What to work on »
Reproduce every line of the entries below, requests included, rescaling each point coordinate in the answers by 0.45 and rounding to whole numbers with halves rounded up, while keeping the numbers in the requests and their format samples unchanged. Leave the pictures out of your answer.

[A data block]
------------

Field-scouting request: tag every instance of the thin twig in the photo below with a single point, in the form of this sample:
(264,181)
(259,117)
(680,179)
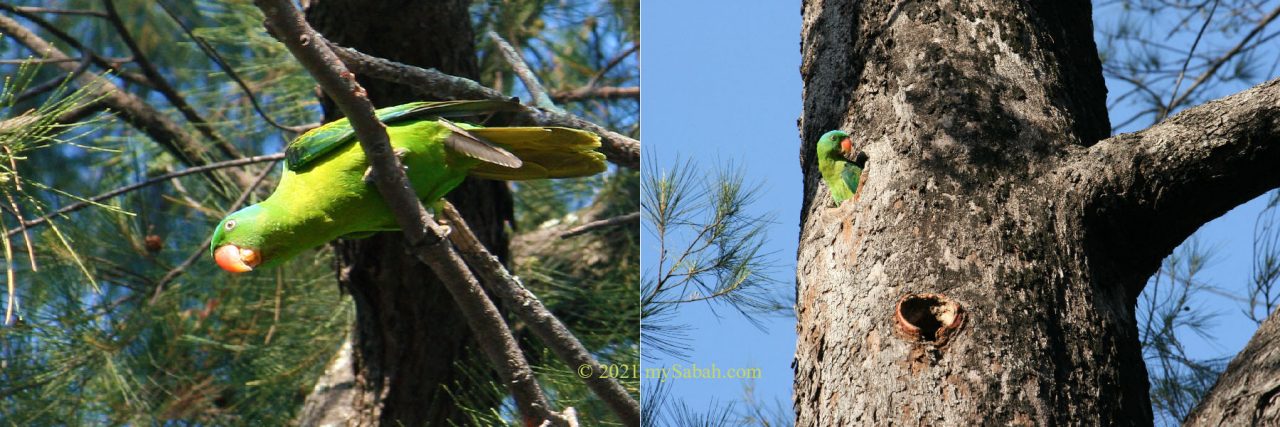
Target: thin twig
(135,110)
(163,86)
(94,200)
(540,321)
(77,45)
(231,72)
(526,76)
(600,224)
(45,60)
(424,237)
(17,211)
(204,247)
(430,83)
(604,92)
(1223,59)
(617,59)
(1188,62)
(63,12)
(53,83)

------------

Correct response »
Field-scouting request: tag every instance of the thin twig in the photo below with a single point, in the form of this sample:
(264,181)
(259,117)
(680,179)
Target: thin twig
(61,50)
(73,39)
(42,90)
(243,144)
(35,20)
(104,32)
(237,34)
(270,101)
(20,27)
(191,107)
(8,95)
(92,111)
(194,37)
(272,41)
(550,27)
(278,27)
(535,28)
(28,5)
(24,37)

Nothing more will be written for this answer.